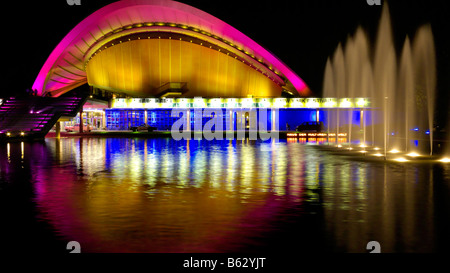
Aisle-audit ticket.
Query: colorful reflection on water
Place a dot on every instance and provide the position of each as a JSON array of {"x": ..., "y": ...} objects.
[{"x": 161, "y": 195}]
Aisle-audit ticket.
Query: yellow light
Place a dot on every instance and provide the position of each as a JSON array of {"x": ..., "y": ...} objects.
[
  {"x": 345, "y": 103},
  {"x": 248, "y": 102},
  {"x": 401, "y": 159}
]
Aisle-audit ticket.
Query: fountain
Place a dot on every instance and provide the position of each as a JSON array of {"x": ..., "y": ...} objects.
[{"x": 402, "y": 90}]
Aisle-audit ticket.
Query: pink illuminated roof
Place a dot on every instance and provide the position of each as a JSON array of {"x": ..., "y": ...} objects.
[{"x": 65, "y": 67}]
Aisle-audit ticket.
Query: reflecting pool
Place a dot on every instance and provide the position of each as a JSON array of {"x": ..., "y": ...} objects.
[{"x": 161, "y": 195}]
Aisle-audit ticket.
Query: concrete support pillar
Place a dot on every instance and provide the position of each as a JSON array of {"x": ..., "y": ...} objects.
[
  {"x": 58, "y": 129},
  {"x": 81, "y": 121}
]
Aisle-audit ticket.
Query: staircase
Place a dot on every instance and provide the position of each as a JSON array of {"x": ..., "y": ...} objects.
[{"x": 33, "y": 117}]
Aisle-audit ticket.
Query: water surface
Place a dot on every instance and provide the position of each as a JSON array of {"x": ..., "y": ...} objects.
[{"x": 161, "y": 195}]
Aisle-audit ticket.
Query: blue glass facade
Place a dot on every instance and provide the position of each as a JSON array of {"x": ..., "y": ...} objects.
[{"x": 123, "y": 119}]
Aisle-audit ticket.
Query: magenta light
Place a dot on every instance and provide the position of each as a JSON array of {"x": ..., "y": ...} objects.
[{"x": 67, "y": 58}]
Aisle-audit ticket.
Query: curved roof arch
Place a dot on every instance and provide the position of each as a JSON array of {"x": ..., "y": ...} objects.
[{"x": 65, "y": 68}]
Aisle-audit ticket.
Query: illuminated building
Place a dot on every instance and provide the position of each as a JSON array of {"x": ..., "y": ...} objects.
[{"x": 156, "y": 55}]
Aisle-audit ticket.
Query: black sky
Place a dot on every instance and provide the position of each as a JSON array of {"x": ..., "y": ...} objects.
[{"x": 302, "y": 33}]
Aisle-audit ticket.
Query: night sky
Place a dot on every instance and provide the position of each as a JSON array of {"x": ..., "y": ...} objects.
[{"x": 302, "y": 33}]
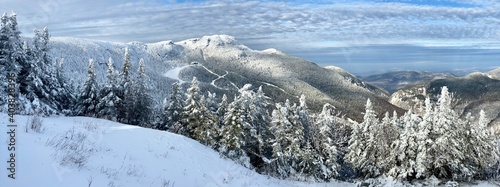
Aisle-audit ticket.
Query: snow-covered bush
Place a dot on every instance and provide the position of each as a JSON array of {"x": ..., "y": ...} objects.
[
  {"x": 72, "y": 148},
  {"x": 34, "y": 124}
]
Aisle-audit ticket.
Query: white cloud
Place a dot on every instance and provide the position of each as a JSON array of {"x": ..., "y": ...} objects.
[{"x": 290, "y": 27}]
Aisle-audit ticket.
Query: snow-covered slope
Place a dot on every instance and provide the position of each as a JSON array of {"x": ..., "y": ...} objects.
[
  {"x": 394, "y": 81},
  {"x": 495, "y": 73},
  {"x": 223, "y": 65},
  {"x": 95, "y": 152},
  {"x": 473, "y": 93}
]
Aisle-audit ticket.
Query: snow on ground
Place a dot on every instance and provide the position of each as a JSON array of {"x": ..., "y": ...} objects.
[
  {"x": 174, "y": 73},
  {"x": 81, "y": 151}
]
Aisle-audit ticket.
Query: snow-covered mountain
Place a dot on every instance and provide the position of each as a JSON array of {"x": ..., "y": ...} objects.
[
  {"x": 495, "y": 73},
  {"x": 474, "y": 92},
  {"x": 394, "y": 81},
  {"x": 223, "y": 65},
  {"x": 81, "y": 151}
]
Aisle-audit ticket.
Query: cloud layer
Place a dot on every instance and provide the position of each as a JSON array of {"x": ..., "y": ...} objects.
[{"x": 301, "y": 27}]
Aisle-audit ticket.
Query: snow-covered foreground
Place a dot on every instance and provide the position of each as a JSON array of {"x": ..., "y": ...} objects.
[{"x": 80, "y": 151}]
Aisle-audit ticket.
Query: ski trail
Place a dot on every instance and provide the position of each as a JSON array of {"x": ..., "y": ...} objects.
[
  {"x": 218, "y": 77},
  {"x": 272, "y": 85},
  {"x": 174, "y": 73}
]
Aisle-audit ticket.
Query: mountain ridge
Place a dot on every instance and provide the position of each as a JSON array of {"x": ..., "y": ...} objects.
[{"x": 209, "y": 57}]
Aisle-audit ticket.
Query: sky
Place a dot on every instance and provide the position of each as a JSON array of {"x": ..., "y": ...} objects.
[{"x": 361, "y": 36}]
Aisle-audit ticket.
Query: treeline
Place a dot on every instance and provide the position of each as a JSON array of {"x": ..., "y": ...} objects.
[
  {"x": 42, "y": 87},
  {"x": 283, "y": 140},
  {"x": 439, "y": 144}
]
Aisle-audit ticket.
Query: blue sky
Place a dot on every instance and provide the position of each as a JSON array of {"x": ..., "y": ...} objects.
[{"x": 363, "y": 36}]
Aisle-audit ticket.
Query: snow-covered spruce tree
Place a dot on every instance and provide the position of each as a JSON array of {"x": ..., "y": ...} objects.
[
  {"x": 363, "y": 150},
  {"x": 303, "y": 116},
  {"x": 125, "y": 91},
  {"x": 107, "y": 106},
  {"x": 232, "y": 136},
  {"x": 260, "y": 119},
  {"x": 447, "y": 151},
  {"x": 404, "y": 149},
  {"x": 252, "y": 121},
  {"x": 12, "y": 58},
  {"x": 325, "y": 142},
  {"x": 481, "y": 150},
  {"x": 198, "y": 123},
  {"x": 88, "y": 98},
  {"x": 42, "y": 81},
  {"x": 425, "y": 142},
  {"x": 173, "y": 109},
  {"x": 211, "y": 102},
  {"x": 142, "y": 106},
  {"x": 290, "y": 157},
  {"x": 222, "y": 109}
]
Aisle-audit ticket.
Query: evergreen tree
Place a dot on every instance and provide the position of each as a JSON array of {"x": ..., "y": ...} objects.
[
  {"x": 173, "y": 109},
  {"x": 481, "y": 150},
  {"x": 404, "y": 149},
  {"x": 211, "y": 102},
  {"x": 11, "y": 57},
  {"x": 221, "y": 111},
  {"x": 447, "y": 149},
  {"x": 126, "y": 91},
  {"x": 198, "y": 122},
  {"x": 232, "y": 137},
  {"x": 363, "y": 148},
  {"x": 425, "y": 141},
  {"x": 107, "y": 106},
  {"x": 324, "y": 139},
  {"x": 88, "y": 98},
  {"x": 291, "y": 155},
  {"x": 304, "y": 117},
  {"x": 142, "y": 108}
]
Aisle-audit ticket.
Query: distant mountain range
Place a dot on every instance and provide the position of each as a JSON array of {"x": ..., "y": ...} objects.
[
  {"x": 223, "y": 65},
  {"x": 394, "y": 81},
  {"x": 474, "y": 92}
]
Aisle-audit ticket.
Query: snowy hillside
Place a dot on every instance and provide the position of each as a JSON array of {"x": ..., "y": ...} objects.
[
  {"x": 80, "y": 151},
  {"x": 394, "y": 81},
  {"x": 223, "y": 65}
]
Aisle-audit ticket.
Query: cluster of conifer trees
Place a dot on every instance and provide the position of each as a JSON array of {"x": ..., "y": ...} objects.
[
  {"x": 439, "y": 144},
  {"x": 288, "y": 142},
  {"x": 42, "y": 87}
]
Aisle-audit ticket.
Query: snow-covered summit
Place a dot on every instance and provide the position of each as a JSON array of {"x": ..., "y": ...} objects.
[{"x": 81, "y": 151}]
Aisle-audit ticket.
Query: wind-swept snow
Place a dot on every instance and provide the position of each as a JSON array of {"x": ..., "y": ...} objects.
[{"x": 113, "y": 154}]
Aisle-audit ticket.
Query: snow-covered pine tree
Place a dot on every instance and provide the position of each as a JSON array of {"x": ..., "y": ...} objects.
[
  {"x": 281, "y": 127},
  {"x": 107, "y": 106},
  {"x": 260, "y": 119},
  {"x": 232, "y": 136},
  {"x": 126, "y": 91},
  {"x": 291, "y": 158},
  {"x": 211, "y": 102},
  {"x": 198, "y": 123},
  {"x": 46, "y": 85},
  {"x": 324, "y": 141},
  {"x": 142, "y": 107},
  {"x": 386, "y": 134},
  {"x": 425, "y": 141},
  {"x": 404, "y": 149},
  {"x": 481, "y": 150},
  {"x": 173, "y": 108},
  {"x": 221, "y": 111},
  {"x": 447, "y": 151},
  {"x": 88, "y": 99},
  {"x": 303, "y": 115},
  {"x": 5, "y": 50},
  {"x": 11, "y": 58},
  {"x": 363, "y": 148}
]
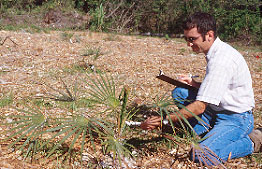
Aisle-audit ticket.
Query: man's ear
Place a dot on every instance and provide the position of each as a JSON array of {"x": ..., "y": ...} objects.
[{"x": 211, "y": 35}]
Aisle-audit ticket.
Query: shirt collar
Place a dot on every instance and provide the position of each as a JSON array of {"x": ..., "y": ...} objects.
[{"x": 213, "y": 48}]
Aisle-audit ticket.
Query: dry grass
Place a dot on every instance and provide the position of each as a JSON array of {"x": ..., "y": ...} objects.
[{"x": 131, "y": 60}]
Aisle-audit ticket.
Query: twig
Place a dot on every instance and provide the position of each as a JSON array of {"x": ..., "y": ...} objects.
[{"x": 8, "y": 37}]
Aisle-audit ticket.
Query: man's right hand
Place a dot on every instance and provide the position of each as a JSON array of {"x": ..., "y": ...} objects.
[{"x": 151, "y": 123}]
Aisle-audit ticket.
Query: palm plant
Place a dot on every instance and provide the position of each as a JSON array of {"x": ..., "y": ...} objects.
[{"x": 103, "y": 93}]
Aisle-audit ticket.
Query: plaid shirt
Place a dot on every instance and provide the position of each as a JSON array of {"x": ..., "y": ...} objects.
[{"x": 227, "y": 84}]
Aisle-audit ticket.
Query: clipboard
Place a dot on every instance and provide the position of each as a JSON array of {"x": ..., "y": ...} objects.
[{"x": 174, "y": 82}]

* * *

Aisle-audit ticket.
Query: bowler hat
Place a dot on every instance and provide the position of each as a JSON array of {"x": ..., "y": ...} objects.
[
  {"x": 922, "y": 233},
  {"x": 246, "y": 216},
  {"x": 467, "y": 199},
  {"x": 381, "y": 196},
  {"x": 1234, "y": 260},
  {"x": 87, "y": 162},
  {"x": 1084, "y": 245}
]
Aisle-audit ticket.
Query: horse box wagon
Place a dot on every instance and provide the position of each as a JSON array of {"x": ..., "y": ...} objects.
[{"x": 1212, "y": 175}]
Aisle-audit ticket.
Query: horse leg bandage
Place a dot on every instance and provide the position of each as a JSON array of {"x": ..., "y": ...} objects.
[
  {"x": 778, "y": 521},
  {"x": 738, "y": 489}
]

--

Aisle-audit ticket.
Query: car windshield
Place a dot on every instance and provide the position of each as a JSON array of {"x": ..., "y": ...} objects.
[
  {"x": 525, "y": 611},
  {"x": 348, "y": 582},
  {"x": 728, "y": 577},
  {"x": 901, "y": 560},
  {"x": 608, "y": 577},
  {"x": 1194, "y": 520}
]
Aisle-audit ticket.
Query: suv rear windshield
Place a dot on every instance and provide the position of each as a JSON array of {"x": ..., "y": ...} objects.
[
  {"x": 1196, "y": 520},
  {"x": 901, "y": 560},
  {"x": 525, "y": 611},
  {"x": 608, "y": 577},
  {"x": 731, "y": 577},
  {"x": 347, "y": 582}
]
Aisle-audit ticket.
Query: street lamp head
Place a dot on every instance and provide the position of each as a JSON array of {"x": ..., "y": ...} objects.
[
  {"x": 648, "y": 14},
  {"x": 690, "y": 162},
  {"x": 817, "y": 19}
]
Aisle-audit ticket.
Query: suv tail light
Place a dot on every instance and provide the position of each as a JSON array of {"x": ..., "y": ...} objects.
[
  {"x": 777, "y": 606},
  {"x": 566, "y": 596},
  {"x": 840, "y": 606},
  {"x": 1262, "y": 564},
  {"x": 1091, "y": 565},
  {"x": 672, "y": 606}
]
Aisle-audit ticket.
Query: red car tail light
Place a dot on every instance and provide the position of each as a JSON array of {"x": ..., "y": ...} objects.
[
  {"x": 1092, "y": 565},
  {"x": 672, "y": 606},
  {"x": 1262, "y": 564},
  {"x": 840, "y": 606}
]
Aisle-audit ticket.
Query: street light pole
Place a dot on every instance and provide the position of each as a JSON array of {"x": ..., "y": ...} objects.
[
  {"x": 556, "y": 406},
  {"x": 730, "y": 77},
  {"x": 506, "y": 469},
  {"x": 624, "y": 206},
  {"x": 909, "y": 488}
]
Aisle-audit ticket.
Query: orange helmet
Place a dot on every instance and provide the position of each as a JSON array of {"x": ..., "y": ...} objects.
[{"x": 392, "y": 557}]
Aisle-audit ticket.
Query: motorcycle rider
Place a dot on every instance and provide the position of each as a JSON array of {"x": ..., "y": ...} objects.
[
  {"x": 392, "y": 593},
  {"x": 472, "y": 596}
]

(Task objective): From the records above, pull out every line containing the string "illuminated", treating uppercase and lowercase letters as different.

(Task solution):
Query: pink illuminated roof
Query: illuminated building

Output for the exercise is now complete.